Textauszug>
****************
Weingut Wittmann Riesling Westhofen Morstein Großes Gewächs, 2008

Weingut Wittmann Riesling Westhofen Morstein Großes Gewächs, 2008

Eigentlich wollte ich diesen Wein schon in der Best-Bottle-Probe an Silvester einstellen, aber dann sagte ich mir: „Ach komm, lass doch den Quatsch. Der Wein ist schlimmstenfalls gänzlich verschlossen und Du ärgerst Dich eh nur über diese blödsinnige Idee.“ Und so ließ ich es sein… Aber, wie das so ist mit den Stimmen im Inneren, sie gaben einfach keine Ruhe, bohrten jedesmal nach, wenn ich mich in den Keller begab, „komm, nimm sie schon mit und mach sie auf, Du weißt doch genau, sie wird Dir zu gefallen wissen.“  Und wie das so ist mit kruden Ideen und großer Neugierde… jaahaa, ich wollte es halt auch.
****************
Die Daten>
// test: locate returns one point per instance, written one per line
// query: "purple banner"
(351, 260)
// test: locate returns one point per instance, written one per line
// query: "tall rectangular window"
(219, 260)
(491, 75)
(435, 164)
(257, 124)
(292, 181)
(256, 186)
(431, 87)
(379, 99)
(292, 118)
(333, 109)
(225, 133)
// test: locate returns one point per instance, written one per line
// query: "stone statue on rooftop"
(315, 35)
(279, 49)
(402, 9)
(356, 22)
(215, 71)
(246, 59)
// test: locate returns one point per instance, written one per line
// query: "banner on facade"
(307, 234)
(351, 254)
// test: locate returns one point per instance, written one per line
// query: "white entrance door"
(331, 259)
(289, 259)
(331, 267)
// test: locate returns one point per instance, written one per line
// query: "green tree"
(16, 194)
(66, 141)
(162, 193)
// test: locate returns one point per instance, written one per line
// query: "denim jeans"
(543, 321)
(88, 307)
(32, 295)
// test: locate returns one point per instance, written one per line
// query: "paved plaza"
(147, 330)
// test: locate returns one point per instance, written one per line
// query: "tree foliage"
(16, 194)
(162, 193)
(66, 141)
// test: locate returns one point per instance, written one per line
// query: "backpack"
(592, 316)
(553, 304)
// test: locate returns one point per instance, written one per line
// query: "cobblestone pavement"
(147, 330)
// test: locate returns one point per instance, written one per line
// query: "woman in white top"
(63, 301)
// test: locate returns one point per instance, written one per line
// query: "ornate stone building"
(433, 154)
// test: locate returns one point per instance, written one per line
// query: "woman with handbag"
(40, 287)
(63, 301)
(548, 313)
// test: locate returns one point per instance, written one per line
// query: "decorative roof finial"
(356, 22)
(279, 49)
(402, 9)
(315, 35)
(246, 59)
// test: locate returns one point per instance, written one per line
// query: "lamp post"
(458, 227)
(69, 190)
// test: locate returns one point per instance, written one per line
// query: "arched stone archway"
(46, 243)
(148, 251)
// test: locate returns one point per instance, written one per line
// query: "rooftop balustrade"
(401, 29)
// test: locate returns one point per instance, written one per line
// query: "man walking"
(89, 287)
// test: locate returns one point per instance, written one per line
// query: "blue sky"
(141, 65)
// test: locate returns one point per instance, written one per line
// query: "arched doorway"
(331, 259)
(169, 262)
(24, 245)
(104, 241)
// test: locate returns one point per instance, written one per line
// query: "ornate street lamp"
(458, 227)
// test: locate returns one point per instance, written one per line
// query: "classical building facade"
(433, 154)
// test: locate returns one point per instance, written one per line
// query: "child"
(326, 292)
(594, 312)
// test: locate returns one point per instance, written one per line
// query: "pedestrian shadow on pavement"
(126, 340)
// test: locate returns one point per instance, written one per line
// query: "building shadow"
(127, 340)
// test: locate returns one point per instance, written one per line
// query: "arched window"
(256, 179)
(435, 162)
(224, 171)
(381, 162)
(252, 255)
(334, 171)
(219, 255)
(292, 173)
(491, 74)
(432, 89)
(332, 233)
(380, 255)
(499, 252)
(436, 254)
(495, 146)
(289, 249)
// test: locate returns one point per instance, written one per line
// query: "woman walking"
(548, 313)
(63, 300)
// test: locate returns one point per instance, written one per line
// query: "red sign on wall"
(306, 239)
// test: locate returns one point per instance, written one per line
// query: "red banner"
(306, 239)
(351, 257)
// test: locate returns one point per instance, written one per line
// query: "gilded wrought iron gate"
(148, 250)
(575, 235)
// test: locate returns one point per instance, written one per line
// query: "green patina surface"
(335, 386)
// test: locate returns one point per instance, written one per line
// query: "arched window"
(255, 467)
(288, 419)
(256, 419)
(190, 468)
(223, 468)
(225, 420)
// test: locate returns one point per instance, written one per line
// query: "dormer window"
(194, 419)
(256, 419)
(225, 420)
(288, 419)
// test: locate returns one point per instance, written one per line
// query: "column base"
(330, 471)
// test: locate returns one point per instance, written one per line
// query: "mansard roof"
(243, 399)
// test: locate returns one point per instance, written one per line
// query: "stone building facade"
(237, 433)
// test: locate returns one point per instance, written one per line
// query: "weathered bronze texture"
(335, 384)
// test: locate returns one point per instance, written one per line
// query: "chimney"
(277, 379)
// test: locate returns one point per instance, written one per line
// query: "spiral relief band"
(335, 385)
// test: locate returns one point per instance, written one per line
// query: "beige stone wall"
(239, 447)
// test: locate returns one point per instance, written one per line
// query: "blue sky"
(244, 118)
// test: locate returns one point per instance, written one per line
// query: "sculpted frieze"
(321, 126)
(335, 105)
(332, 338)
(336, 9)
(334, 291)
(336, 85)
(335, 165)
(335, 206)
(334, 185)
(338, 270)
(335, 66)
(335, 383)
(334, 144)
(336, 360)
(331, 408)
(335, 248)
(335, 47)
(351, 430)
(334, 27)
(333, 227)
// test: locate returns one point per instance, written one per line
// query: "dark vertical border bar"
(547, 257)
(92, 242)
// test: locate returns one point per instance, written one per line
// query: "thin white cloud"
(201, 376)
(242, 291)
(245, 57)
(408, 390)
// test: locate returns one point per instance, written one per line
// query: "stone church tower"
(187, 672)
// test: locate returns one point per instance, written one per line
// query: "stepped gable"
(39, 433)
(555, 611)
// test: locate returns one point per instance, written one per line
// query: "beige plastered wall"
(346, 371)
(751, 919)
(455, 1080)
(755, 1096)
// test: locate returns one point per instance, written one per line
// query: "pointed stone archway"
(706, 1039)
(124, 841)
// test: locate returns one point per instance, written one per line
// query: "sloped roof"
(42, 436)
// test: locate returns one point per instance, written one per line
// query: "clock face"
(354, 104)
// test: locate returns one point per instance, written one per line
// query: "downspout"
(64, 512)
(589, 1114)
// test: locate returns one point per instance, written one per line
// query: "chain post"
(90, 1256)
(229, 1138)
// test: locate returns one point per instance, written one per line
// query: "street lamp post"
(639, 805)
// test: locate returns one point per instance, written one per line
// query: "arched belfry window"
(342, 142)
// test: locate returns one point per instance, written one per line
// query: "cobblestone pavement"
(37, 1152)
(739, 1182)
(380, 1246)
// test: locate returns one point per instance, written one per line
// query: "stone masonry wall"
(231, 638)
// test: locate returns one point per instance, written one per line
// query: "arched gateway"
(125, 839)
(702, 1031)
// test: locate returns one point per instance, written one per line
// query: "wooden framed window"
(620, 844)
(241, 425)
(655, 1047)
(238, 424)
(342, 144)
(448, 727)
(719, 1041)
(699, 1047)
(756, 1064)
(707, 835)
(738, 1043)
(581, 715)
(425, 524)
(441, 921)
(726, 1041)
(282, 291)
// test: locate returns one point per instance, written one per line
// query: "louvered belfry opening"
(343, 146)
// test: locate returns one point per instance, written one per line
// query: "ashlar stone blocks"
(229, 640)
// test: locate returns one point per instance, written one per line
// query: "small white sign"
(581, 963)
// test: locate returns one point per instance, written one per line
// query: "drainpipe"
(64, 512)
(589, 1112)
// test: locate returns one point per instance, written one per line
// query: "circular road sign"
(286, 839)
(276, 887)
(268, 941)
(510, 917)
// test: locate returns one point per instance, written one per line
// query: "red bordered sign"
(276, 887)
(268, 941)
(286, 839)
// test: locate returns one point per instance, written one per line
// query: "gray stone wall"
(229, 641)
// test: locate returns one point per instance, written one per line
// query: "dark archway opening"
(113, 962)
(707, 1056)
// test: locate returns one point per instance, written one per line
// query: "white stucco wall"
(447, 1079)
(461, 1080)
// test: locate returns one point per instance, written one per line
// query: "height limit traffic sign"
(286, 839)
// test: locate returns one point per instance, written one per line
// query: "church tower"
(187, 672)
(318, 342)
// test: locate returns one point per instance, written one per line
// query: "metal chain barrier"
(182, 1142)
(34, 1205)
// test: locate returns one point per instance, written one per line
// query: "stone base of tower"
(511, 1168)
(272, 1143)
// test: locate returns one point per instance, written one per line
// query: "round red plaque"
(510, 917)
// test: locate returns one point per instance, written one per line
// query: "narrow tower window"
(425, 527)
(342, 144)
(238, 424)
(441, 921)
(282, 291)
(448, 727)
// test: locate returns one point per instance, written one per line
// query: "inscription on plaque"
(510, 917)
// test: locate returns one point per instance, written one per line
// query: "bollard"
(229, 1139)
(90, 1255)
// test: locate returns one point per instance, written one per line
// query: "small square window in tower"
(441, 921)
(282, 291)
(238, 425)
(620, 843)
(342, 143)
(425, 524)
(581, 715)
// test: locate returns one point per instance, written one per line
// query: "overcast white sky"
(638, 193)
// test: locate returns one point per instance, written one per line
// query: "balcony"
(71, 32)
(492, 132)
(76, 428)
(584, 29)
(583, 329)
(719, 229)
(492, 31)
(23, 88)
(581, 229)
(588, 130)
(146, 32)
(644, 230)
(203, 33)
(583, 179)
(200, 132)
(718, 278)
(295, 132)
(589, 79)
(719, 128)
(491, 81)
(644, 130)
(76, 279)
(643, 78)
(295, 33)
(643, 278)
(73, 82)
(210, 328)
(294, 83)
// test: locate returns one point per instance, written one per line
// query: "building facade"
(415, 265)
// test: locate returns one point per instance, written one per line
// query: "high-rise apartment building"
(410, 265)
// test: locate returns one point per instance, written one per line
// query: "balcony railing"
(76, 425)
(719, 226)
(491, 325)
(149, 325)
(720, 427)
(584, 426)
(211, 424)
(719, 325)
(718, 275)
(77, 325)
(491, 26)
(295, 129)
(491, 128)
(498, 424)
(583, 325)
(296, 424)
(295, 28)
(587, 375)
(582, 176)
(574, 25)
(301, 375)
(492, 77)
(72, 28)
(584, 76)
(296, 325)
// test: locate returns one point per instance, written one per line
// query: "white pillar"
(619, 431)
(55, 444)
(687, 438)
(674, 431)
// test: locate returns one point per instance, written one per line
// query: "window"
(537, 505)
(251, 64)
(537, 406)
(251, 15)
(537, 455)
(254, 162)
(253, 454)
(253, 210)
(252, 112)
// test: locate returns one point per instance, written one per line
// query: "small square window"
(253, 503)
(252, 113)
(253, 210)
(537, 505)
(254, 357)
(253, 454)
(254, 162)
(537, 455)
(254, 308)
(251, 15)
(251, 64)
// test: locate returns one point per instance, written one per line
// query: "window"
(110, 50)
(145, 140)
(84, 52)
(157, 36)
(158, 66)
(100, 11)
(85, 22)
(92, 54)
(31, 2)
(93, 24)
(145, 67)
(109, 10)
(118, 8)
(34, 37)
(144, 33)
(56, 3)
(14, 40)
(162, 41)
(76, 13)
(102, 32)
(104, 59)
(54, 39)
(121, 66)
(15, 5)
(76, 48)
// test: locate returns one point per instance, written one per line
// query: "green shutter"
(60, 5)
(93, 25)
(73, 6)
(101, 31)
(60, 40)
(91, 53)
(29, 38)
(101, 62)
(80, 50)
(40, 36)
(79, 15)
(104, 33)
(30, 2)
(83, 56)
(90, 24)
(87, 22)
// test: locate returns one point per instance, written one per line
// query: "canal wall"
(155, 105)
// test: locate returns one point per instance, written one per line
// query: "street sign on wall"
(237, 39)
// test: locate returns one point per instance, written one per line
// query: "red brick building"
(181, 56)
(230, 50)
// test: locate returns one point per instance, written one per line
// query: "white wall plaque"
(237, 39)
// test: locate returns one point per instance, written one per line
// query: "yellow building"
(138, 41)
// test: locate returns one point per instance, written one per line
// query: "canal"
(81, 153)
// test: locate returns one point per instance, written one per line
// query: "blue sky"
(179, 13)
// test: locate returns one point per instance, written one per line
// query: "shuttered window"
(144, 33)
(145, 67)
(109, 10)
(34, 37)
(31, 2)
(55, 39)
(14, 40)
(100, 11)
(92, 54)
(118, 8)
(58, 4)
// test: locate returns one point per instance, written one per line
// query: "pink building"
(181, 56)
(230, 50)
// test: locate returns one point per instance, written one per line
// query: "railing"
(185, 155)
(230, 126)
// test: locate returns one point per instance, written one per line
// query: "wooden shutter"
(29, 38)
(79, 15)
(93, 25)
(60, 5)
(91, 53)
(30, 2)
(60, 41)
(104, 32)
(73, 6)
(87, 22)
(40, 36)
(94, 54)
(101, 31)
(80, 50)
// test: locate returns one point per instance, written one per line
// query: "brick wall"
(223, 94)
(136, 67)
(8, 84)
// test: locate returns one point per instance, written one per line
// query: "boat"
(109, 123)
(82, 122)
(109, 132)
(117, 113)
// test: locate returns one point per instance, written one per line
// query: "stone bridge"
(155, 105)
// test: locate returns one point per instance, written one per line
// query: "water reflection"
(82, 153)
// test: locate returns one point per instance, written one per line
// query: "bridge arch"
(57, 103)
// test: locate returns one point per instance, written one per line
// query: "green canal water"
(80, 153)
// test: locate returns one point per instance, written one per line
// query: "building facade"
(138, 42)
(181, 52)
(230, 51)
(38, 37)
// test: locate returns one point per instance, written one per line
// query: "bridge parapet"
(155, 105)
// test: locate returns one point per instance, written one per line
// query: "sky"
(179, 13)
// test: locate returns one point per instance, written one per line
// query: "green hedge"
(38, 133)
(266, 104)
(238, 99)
****************
Kurze Aufgabe A> In welcher Probe sollte der Wein laut dem Textauszug ursprünglich geöffnet werden?
Kurze Aufgabe B> Suchen Sie aus den Zeilen jede heraus, die die Zeichenfolge „post“ enthält. Dabei ist die Groß- und Kleinschreibung zu beachten.

Musterlösung A> In der Best-Bottle-Probe an Silvester.

Musterlösung B>
// query: "lamp post"
// query: "chain post"
// query: "street lamp post"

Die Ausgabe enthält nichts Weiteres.